─── EXCERPTED DATA

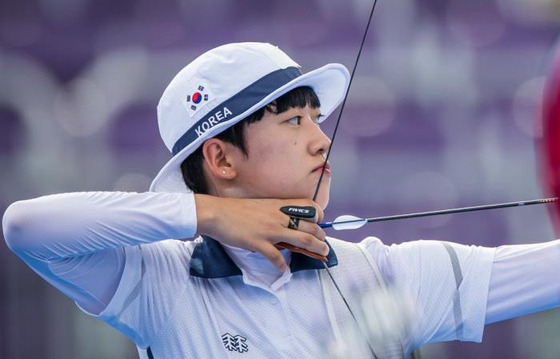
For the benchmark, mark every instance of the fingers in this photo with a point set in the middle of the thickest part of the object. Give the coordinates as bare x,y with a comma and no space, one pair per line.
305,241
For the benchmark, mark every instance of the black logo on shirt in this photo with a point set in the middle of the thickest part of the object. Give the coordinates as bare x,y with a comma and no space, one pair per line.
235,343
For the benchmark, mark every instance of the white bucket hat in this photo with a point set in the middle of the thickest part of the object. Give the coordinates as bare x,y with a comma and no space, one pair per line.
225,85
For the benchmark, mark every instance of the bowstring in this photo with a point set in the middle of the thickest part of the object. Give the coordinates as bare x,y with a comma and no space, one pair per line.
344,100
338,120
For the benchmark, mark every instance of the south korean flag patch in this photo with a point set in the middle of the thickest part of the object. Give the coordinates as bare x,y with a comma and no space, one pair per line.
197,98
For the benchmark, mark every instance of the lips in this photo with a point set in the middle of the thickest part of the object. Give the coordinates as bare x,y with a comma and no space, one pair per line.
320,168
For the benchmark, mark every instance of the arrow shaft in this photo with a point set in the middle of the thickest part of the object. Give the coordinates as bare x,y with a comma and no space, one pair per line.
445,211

──────
─── EXCERPTED DATA

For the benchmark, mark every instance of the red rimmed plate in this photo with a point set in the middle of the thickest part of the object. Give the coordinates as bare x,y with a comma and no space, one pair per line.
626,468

──────
─── EXCERPTED DATA

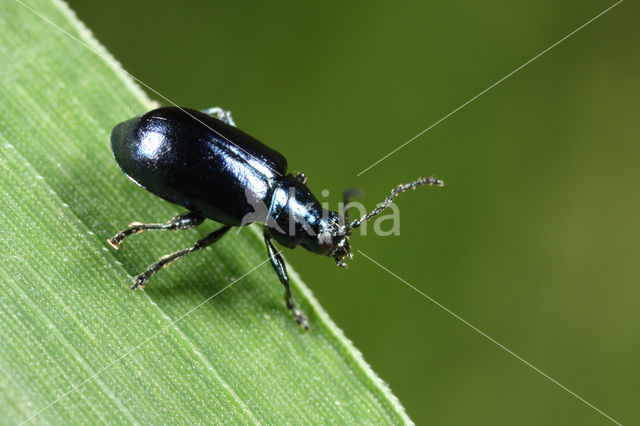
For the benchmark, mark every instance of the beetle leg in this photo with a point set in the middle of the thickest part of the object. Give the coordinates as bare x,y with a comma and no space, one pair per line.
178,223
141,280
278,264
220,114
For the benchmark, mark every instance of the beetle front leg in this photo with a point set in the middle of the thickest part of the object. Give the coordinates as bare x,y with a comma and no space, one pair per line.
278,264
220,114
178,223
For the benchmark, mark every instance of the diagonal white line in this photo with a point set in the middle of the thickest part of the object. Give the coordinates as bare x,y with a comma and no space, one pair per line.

──────

## TASK STATEMENT
List each line of the items above that contains the word "white". Case counts.

## TASK RESPONSE
For the benchmark, mark every instance of the white bucket hat in this photo with a point set in the middle of the thickest part of the object. Give the coordinates as bare x,y with a comma and no space, one pair per line.
For the benchmark, mark every instance of the diagonal white line in this photo with a point set in the middle of the thickest part of the object. Give the coordinates as bare x,y with a comma and no space, one pair per line.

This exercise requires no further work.